Rows from a dataset:

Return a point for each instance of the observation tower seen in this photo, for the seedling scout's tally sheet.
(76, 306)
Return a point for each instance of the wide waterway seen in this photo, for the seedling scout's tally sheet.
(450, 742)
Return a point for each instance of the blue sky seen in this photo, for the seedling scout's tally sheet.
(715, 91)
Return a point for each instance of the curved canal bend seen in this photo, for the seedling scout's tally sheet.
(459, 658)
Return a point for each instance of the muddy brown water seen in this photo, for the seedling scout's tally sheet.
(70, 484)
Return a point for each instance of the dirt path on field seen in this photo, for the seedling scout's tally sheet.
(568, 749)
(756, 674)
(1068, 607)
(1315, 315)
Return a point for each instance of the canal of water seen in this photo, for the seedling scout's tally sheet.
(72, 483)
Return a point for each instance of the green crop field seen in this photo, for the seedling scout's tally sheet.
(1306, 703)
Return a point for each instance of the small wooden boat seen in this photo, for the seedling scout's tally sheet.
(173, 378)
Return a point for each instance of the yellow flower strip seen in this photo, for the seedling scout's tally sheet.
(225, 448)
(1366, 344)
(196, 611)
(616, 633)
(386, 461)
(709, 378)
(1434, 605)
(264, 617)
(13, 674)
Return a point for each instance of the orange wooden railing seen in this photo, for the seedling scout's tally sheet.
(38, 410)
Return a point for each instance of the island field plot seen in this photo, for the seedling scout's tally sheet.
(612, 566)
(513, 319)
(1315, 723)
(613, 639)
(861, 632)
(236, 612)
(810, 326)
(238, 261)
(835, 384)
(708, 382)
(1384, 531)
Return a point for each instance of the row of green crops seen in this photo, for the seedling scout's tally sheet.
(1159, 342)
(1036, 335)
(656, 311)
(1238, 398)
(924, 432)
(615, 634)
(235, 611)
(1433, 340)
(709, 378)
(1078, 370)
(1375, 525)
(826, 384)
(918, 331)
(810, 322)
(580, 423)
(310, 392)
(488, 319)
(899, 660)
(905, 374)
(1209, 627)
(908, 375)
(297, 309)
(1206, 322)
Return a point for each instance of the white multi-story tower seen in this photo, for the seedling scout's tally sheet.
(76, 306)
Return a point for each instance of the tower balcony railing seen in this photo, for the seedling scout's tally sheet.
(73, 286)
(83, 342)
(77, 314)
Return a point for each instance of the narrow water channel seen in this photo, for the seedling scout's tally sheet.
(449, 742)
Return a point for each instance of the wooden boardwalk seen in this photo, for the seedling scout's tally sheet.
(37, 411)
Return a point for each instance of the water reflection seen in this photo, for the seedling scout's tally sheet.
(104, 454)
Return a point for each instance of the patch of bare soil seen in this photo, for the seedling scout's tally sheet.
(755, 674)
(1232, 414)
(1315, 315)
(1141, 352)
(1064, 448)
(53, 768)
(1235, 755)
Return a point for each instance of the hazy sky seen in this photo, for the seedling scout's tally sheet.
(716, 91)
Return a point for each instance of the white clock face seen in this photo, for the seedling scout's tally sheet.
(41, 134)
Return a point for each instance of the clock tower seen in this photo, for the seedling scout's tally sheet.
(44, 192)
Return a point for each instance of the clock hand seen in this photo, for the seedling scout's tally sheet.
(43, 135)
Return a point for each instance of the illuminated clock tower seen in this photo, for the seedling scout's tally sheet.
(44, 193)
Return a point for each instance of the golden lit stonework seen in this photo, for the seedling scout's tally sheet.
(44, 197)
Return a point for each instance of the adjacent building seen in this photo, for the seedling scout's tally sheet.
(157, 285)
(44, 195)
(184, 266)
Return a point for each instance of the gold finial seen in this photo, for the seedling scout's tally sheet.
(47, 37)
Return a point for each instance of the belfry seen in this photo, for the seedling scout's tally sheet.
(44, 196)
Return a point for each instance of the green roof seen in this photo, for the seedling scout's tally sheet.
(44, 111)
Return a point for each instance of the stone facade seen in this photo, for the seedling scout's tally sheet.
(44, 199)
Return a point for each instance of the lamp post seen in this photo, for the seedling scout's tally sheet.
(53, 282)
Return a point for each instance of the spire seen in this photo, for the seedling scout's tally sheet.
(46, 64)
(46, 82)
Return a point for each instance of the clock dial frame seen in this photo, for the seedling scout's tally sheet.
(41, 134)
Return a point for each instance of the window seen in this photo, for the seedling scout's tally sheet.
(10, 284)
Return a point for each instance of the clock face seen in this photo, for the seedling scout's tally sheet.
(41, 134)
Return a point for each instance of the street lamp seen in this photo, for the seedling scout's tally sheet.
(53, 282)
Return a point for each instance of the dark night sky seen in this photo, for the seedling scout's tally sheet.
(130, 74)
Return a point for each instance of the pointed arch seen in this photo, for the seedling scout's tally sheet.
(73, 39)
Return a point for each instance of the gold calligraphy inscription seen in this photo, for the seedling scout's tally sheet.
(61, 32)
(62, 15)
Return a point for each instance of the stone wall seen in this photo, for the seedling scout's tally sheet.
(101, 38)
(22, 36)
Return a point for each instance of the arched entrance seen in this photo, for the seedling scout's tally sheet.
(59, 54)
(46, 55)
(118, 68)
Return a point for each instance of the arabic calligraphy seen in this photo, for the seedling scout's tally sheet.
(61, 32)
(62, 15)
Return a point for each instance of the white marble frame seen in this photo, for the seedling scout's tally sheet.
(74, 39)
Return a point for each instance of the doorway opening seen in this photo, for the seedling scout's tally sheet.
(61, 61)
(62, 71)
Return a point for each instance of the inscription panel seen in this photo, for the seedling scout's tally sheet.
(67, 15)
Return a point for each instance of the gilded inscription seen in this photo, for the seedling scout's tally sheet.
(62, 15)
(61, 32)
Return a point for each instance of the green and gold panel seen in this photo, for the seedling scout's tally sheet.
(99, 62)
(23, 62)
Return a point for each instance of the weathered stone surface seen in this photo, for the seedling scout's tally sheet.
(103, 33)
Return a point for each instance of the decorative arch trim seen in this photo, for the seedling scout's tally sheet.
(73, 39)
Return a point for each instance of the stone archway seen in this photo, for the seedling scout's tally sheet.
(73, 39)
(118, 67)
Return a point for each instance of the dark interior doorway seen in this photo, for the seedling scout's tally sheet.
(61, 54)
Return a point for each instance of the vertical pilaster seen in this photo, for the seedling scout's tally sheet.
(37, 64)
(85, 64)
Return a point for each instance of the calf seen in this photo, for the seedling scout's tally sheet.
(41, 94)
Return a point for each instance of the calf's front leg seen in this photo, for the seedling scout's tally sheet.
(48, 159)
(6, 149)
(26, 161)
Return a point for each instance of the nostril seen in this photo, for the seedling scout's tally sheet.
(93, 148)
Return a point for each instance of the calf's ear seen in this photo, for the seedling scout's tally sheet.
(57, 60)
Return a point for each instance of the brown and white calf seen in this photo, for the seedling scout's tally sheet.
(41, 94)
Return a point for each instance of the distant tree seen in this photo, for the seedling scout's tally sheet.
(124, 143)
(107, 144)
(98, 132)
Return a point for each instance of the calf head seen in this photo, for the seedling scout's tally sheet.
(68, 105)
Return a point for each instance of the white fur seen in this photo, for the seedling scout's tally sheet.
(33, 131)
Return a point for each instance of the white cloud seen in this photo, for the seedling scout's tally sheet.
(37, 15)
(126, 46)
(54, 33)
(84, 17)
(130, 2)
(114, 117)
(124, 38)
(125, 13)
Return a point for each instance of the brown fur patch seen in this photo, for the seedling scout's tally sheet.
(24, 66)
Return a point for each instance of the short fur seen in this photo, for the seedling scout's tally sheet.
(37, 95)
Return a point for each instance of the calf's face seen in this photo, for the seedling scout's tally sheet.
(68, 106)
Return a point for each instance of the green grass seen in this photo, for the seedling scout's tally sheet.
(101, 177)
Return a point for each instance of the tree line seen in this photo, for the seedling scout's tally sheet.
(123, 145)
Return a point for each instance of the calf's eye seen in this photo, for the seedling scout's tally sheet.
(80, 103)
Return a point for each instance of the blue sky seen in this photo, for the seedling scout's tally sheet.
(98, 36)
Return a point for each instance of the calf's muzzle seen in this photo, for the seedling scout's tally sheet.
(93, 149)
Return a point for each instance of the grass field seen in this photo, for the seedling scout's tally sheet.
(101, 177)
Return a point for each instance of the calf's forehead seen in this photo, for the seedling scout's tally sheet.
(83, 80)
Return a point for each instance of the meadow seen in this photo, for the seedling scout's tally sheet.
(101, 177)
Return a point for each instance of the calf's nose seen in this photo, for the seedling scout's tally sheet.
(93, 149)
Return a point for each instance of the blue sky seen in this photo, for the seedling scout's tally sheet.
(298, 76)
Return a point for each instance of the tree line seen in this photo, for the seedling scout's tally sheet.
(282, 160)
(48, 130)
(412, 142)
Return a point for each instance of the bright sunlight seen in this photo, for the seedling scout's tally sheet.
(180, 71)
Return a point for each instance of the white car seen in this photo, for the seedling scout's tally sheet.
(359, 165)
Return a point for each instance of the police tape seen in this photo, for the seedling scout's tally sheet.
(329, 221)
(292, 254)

Short problem
Only the lines from the one containing "Return a point for each instance of the brown fur" through the end of the material should be reproduced, exactly, with both ends included.

Problem solution
Return a point for each instance of the brown fur patch seen in this photo, for the seedling scout's tally sheet.
(24, 66)
Return a point for each instance of the short fur seen in this photo, for the seedling scout's tally sheet.
(37, 95)
Return a point for each instance of the calf's face seen in this photo, for the seedling scout's tally sheet.
(68, 106)
Return a point for each instance of the green grass seen in this photo, for the seedling scout's tally sheet.
(101, 177)
Return a point for each instance of the tree line seen in this photo, for the seedling scout's tally sheet.
(123, 145)
Return a point for each instance of the calf's eye seen in this photo, for the seedling scout's tally sheet.
(80, 103)
Return a point for each instance of the blue sky seen in this photo, for the seedling scout's tally sheet.
(98, 36)
Return a point for each instance of the calf's muzzle seen in this photo, for the seedling scout's tally sheet.
(93, 149)
Return a point for each instance of the grass field seen in this photo, for the seedling scout's tally sheet.
(101, 177)
Return a point for each instance of the calf's forehead seen in this photo, for the seedling scout's tally sheet.
(83, 80)
Return a point for each instance of the meadow seen in this photo, for the seedling scout's tally sheet.
(101, 177)
Return a point for each instance of the calf's nose seen in this photo, for the seedling scout's tally sheet.
(93, 149)
Return a point for each instance of the blue sky seen in this photo, for the seedling scout's tally sheet.
(298, 76)
Return a point for each instance of the tree line seen in this photo, for the seedling scout's tally sheet.
(282, 160)
(48, 130)
(412, 142)
Return a point for each instance of the bright sunlight seen in this photo, for the seedling scout's tally sheet.
(180, 71)
Return a point for each instance of the white car seen in this photo, for the seedling scout's tally sheet.
(359, 165)
Return a point for each instance of the police tape seen in this photo, for the seedling scout's tally sheet.
(329, 221)
(292, 254)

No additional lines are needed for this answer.